SELECTED EXCERPT below:

The mayor, who had previously rejected calls for expanding the city’s lagging recycling policy, has reversed course and proposed a law that would require city residents to recycle their cans, newspapers and glass bottles.
His proposal would also make recycling available to thousands of apartment, condo and office dwellers who lack it. Blue bins would be phased in, with the largest apartments (more than 100 units) and office buildings (more than 20,000 square feet) required to provide recycling by January 2008.
Any special event requiring a city permit would be required to provide recycling bins.
If approved by the City Council, the proposal — similar to one introduced by City Attorney Mike Aguirre in April — would serve to extend the life of the city-owned Miramar Landfill. The city estimates that the landfill will close in 2012, though it is seeking permission to stack trash 20 feet higher, potentially extending the landfill’s life to 2015.
With recyclables constituting more than half of the garbage discarded annually at the landfill, San Diego still has a recycling policy that lags behind most in the region. While the city provides trash and recycling services to residents of single-family homes, it doesn’t offer recycling pickup to more than 100,000 units in businesses, apartment complexes, condos and multifamily dwellings. Many cities in the area adopted mandatory recycling policies in the early 1990s.
The city estimates those residents discard 100,000 tons of recyclables annually. That’s equal to throwing away the weight of the Empire State Building every three-and-a-half years.
Sanders has previously said the costs of mandatory recycling made it too expensive for the cash-strapped city. But the city cannot yet say how much the new policy will cost the city government or the building owners who would have to pay trash haulers to provide recycling. Still, Sanders has come around since making those statements.
“[The mayor] started to hear contrary voices to that, he started to hear people wanting to have something in place,” said Bill Harris, a spokesman for Sanders. “It appeared there would be a workable way.”
Sanders’ proposal echoes the ordinance that Aguirre had recommended in April, though it includes more specifics and addresses several concerns that apartment and office owners had raised.

End of SELECTED EXCERPT.

REQUIREMENT:
Could you reproduce the San Diego recycling article above word for word, from start to finish?

SOURCE DATA below:

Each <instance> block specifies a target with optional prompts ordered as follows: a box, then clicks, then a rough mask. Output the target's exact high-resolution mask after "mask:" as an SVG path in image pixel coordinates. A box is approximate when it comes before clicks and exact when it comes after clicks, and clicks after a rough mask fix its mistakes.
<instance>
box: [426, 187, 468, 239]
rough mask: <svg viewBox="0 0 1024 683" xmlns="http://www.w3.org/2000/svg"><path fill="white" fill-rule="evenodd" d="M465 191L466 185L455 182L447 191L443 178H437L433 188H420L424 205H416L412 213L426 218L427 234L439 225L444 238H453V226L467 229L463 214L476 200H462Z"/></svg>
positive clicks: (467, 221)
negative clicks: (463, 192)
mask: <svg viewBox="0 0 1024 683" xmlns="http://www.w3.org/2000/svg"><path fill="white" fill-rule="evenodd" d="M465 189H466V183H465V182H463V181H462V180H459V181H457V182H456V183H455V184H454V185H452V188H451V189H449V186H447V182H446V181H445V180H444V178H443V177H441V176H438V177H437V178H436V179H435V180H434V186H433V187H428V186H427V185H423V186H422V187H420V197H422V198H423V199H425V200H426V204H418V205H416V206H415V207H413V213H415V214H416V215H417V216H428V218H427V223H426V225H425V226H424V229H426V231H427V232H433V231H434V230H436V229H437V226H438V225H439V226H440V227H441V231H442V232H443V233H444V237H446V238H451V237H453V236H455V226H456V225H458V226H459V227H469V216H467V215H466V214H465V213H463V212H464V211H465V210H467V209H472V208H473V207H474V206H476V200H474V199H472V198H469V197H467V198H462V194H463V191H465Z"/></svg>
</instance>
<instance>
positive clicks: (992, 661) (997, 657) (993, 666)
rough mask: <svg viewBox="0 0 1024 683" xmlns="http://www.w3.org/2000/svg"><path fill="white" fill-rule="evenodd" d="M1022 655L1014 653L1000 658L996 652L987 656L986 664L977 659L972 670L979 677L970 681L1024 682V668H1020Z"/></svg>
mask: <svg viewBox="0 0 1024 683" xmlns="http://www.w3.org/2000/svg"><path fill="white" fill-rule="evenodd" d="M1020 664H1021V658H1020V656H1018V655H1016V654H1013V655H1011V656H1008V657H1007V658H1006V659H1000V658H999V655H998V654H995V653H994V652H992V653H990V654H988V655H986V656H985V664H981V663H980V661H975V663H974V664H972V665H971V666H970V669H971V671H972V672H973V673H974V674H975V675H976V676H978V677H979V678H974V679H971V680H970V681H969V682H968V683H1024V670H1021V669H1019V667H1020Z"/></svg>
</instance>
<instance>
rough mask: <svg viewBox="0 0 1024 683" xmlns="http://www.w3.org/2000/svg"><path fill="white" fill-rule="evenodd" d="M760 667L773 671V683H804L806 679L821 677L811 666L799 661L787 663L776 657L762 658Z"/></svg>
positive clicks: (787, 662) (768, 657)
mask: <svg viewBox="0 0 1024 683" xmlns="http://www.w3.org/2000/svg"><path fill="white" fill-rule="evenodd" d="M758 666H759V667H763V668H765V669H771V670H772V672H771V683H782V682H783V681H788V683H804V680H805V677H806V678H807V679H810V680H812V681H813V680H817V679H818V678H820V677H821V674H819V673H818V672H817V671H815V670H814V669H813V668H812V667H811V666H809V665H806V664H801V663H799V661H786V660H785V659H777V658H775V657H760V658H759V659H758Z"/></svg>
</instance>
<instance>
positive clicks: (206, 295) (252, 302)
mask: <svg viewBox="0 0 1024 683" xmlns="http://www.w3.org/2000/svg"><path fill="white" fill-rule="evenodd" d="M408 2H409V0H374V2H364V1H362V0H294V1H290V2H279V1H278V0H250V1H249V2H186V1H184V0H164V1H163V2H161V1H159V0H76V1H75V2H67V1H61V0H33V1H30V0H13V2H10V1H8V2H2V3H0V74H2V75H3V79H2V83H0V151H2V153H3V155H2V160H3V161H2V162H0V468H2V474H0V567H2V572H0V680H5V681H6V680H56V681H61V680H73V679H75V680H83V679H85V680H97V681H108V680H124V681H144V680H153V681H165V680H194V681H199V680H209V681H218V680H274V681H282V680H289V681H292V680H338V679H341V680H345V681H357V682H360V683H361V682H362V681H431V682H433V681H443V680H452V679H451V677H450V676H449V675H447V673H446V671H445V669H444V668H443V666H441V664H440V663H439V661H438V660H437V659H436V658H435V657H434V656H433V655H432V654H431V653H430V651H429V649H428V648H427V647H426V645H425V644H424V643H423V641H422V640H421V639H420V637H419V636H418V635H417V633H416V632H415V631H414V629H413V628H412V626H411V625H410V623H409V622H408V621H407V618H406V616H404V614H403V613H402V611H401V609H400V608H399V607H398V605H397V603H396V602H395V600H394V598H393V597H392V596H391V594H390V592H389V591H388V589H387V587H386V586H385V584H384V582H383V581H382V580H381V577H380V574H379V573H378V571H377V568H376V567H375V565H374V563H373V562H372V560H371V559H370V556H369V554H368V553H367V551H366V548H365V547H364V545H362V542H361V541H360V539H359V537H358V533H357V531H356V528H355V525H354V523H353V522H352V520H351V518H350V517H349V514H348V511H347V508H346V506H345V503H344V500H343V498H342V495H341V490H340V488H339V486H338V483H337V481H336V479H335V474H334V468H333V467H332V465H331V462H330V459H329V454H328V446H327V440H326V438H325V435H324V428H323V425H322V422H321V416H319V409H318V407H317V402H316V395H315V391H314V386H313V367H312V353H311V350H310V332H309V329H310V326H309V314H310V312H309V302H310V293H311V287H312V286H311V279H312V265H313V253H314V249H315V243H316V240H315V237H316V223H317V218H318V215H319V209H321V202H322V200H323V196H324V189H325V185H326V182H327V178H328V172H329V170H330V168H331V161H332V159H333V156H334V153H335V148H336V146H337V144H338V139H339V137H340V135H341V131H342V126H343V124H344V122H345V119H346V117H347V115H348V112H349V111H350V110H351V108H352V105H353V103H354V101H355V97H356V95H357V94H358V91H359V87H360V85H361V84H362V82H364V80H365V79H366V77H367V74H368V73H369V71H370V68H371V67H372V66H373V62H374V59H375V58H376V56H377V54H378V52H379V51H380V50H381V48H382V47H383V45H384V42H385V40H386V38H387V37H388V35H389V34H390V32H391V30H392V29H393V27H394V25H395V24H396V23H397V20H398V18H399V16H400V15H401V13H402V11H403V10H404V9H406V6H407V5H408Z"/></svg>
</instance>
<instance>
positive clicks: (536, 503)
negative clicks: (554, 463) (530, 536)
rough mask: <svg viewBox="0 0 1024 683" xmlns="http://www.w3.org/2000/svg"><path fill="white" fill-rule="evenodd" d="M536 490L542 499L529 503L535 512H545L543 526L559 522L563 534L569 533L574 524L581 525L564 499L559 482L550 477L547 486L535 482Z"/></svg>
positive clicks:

End of SOURCE DATA.

COMPLETED TASK:
The mayor, who had previously rejected calls for expanding the city’s lagging recycling policy, has reversed course and proposed a law that would require city residents to recycle their cans, newspapers and glass bottles.
His proposal would also make recycling available to thousands of apartment, condo and office dwellers who lack it. Blue bins would be phased in, with the largest apartments (more than 100 units) and office buildings (more than 20,000 square feet) required to provide recycling by January 2008.
Any special event requiring a city permit would be required to provide recycling bins.
If approved by the City Council, the proposal — similar to one introduced by City Attorney Mike Aguirre in April — would serve to extend the life of the city-owned Miramar Landfill. The city estimates that the landfill will close in 2012, though it is seeking permission to stack trash 20 feet higher, potentially extending the landfill’s life to 2015.
With recyclables constituting more than half of the garbage discarded annually at the landfill, San Diego still has a recycling policy that lags behind most in the region. While the city provides trash and recycling services to residents of single-family homes, it doesn’t offer recycling pickup to more than 100,000 units in businesses, apartment complexes, condos and multifamily dwellings. Many cities in the area adopted mandatory recycling policies in the early 1990s.
The city estimates those residents discard 100,000 tons of recyclables annually. That’s equal to throwing away the weight of the Empire State Building every three-and-a-half years.
Sanders has previously said the costs of mandatory recycling made it too expensive for the cash-strapped city. But the city cannot yet say how much the new policy will cost the city government or the building owners who would have to pay trash haulers to provide recycling. Still, Sanders has come around since making those statements.
“[The mayor] started to hear contrary voices to that, he started to hear people wanting to have something in place,” said Bill Harris, a spokesman for Sanders. “It appeared there would be a workable way.”
Sanders’ proposal echoes the ordinance that Aguirre had recommended in April, though it includes more specifics and addresses several concerns that apartment and office owners had raised.